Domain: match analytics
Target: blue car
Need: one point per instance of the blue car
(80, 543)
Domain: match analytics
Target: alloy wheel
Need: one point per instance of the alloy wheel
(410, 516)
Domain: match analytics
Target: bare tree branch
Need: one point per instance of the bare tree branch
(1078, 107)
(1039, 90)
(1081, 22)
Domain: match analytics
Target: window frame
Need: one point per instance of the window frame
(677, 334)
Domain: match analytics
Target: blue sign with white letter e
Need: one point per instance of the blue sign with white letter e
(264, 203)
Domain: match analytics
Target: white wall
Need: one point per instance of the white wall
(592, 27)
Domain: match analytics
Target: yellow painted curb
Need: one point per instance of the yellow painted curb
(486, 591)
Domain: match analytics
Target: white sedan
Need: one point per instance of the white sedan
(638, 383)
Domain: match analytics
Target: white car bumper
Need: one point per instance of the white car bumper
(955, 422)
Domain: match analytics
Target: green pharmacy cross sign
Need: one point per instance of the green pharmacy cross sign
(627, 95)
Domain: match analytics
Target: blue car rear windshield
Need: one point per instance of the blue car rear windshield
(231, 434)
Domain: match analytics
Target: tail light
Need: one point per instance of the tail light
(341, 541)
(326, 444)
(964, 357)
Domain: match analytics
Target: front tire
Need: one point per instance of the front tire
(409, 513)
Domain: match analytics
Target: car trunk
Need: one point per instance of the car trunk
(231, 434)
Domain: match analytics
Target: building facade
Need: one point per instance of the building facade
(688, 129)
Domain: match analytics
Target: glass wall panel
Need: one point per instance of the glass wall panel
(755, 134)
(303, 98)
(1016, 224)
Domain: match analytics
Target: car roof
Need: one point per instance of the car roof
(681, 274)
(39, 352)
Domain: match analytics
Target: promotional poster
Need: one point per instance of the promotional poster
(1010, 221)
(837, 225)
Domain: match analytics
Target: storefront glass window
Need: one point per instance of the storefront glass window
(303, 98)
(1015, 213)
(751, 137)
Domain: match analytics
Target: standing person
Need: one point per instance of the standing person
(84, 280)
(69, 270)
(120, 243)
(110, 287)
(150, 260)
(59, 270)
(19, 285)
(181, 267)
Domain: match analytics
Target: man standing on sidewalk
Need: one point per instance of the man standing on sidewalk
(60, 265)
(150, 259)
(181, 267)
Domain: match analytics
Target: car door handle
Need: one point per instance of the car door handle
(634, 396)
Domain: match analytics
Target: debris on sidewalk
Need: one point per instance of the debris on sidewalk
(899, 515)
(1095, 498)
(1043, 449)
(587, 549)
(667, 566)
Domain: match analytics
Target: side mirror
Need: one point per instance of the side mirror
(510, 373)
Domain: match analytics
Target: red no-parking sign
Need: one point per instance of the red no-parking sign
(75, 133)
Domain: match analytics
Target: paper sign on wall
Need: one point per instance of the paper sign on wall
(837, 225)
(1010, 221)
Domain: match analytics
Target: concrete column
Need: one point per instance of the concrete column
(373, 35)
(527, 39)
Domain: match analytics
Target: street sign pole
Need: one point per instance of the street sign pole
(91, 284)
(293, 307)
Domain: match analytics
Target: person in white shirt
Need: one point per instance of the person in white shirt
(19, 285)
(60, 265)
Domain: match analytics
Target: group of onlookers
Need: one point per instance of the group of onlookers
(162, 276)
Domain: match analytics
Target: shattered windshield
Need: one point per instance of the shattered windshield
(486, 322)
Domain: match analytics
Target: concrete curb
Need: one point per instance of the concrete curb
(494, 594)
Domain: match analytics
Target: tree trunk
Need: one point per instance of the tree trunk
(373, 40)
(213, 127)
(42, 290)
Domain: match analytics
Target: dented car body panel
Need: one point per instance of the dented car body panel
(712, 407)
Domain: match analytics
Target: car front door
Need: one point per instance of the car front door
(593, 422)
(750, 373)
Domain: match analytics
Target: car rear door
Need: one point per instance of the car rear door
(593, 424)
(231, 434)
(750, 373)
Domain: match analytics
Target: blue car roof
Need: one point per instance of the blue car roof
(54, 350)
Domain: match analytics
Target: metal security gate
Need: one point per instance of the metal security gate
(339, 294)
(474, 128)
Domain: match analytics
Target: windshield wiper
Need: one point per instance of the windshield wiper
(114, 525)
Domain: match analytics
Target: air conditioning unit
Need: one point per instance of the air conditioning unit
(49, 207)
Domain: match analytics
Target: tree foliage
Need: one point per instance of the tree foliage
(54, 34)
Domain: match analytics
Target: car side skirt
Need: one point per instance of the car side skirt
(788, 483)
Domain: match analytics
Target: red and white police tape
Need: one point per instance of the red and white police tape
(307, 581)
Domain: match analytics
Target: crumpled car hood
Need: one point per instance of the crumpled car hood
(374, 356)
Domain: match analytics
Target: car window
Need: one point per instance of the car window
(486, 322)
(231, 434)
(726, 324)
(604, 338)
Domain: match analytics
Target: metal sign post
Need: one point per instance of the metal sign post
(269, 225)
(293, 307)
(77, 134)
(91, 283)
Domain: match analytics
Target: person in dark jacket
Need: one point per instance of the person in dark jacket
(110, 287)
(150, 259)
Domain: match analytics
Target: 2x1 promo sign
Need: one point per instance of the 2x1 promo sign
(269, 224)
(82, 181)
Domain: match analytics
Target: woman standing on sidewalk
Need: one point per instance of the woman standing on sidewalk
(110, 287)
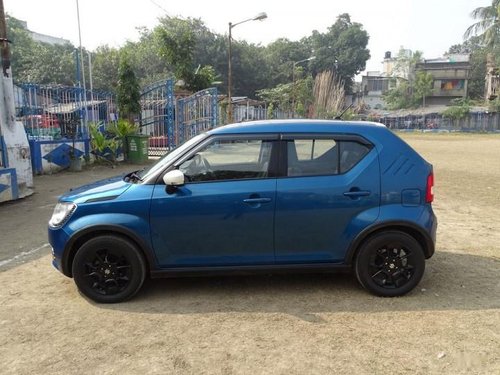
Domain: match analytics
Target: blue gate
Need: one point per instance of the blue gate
(157, 116)
(196, 114)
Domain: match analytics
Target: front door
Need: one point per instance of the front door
(224, 214)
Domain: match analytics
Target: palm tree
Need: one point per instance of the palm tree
(488, 25)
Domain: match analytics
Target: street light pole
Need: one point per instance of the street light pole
(229, 79)
(293, 81)
(258, 17)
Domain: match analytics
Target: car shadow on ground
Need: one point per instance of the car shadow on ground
(453, 281)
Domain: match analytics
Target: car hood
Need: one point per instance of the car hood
(101, 190)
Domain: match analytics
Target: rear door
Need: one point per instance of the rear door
(331, 190)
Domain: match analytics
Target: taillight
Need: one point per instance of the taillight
(429, 191)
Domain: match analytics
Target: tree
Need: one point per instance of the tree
(408, 87)
(488, 25)
(128, 94)
(177, 45)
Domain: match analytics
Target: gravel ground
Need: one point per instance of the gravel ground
(291, 324)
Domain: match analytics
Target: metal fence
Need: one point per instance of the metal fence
(473, 122)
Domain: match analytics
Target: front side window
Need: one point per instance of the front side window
(224, 159)
(314, 157)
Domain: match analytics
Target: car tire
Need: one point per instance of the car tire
(108, 269)
(390, 264)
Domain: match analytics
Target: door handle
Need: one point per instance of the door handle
(357, 193)
(257, 200)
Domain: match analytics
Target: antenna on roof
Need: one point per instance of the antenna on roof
(339, 117)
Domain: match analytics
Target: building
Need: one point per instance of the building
(451, 76)
(492, 79)
(375, 84)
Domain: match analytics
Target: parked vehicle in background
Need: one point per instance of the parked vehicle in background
(264, 196)
(42, 125)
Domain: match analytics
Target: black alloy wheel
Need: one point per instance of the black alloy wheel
(108, 269)
(390, 264)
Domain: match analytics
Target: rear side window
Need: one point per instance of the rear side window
(312, 157)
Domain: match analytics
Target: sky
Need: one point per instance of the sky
(431, 26)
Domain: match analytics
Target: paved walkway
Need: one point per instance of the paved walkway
(23, 223)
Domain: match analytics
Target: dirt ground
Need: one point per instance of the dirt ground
(294, 324)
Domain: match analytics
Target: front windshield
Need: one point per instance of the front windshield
(168, 158)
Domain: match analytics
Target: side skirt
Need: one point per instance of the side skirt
(248, 270)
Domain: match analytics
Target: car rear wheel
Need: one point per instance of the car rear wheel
(390, 264)
(108, 269)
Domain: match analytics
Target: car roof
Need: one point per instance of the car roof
(300, 126)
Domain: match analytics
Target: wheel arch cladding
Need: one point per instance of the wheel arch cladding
(424, 241)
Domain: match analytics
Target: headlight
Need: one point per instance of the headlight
(62, 212)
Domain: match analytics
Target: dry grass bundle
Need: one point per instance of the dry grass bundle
(329, 95)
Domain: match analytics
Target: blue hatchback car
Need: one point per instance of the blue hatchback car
(262, 196)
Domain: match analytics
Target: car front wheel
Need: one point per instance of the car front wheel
(108, 269)
(390, 264)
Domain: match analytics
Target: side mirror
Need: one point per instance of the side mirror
(174, 178)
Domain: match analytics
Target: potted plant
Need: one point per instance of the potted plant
(121, 130)
(75, 159)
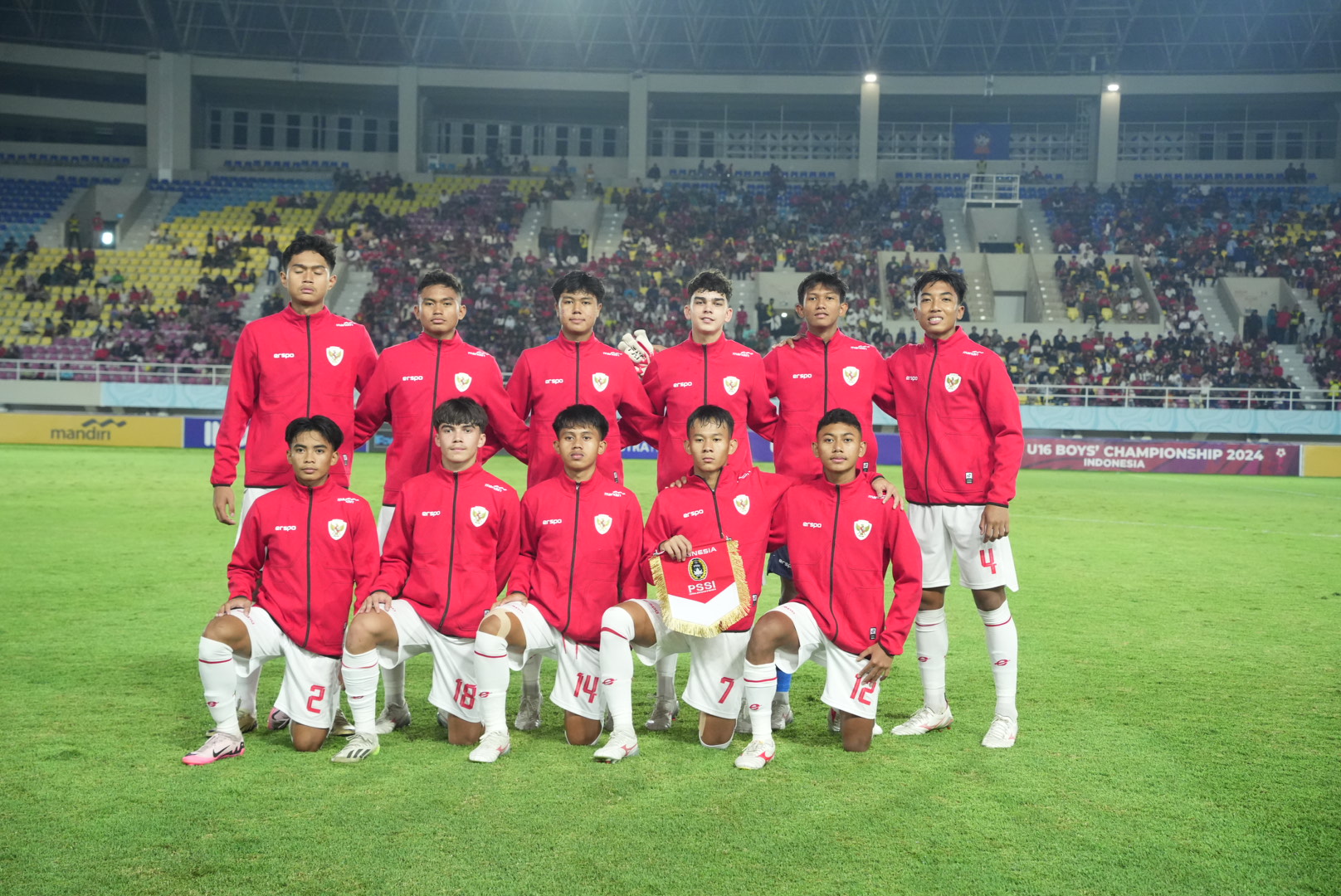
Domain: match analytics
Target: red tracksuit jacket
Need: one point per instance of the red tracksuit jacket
(842, 539)
(581, 545)
(559, 373)
(813, 377)
(290, 365)
(300, 557)
(411, 381)
(451, 546)
(687, 376)
(739, 507)
(959, 421)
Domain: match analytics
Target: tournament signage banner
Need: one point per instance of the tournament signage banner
(1162, 456)
(705, 593)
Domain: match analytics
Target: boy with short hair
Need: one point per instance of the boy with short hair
(581, 546)
(841, 539)
(451, 549)
(302, 552)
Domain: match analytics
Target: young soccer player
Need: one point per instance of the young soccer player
(581, 546)
(305, 549)
(409, 382)
(298, 363)
(450, 552)
(959, 419)
(841, 539)
(576, 368)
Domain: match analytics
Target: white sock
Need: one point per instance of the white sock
(1003, 650)
(666, 676)
(932, 647)
(359, 672)
(219, 678)
(761, 684)
(491, 680)
(617, 668)
(393, 685)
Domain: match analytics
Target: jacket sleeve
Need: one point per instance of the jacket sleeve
(524, 567)
(905, 558)
(1001, 407)
(243, 381)
(248, 558)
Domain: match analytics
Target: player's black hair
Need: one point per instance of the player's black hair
(821, 278)
(711, 415)
(577, 416)
(578, 282)
(322, 426)
(710, 280)
(955, 280)
(310, 243)
(459, 412)
(437, 276)
(838, 415)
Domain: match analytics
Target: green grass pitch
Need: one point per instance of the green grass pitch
(1180, 706)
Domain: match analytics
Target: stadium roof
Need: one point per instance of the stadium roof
(772, 37)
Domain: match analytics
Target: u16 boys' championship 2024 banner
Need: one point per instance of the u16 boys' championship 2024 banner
(1162, 456)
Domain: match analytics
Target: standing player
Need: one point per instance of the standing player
(451, 549)
(576, 368)
(298, 363)
(841, 538)
(959, 419)
(409, 382)
(302, 552)
(581, 545)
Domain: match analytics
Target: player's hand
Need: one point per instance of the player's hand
(243, 604)
(377, 602)
(676, 548)
(224, 504)
(995, 523)
(877, 665)
(881, 487)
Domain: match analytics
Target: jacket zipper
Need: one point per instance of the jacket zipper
(451, 557)
(437, 363)
(573, 563)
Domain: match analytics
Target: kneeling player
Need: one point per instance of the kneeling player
(450, 550)
(841, 539)
(581, 545)
(300, 552)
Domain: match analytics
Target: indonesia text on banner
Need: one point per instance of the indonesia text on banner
(1163, 456)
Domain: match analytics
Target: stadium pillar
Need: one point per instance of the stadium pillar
(168, 86)
(408, 117)
(868, 133)
(637, 125)
(1105, 154)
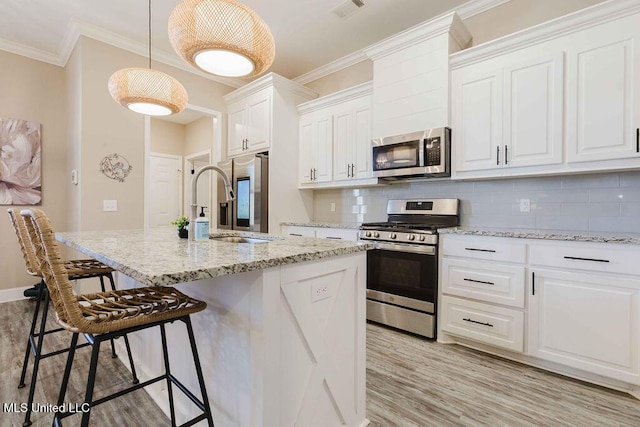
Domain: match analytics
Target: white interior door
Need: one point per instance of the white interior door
(165, 172)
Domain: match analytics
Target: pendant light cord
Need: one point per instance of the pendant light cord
(149, 34)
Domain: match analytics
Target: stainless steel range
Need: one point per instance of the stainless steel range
(402, 269)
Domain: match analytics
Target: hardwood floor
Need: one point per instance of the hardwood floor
(410, 382)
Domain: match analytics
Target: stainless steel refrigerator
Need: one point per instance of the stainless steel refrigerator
(250, 178)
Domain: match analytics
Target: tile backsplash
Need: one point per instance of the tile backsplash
(603, 202)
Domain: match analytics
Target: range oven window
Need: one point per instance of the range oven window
(397, 156)
(406, 274)
(243, 201)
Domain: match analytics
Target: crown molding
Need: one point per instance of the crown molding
(579, 20)
(30, 52)
(337, 97)
(332, 67)
(270, 80)
(464, 11)
(476, 7)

----------

* Required task *
Identify every line in the records above that contains the string "sleeve", and copy each one in full.

* Solution for this task *
Target: jacket sleeve
Need: one point per instance of the jacket sleeve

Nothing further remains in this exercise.